After refactoring most of the code in create_grouping_paths() (0001-0003),
it is very little code remained which is duplicated. Refactoring those few
lines into another function looks odd.
Let me know, if you still think to refactor those few lines in a separate
function.

>
> + /* Nothing to do if there is an empty pathlist */
> + if (grouped_rel->pathlist == NIL)
> + return false;
> When would that happen? Similar condition in case of parent grouped rel
> throws
> an error, so when this code is called, we know for sure that parent had
> non-empty pathlist. So, we would expect child to have non-empty pathlist as
> well.
>

Yes and agree too. This is kind of not-reachable return.
Do you mean we should also throw an error here like in case of parent
grouped
rel? I opted to not throw an error and instead go with the non
partition-wise
path.

◆ ◆ ◆

▶ **STATED PROBLEM**: Translate this sentence from the refactoring discussion into Spanish: "Refactoring those few lines into another function looks odd." The records have no connection to the refactoring discussion.

◆ ◆ ◆

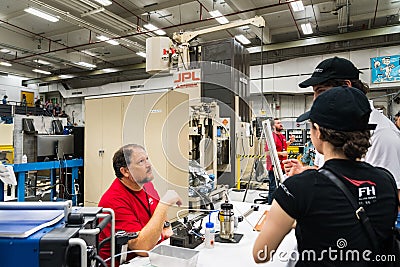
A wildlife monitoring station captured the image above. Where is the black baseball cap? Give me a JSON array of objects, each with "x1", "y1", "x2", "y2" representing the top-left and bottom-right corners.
[
  {"x1": 296, "y1": 86, "x2": 376, "y2": 132},
  {"x1": 299, "y1": 57, "x2": 360, "y2": 88}
]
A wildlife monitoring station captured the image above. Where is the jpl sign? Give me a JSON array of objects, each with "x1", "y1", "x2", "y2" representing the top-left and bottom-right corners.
[{"x1": 173, "y1": 69, "x2": 201, "y2": 88}]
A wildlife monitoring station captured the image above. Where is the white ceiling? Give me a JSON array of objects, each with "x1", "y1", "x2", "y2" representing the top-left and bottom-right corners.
[{"x1": 0, "y1": 0, "x2": 400, "y2": 78}]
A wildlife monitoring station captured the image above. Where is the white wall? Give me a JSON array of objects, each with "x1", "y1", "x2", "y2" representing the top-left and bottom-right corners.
[
  {"x1": 250, "y1": 46, "x2": 400, "y2": 94},
  {"x1": 250, "y1": 46, "x2": 400, "y2": 118},
  {"x1": 0, "y1": 75, "x2": 38, "y2": 102}
]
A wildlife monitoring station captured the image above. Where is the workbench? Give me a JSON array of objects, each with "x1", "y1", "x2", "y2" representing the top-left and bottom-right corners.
[
  {"x1": 0, "y1": 159, "x2": 83, "y2": 206},
  {"x1": 122, "y1": 201, "x2": 297, "y2": 267}
]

◆ ◆ ◆

▶ **OUTPUT FOR THIS EXERCISE**: Refactorizar esas pocas líneas en otra función se ve extraño.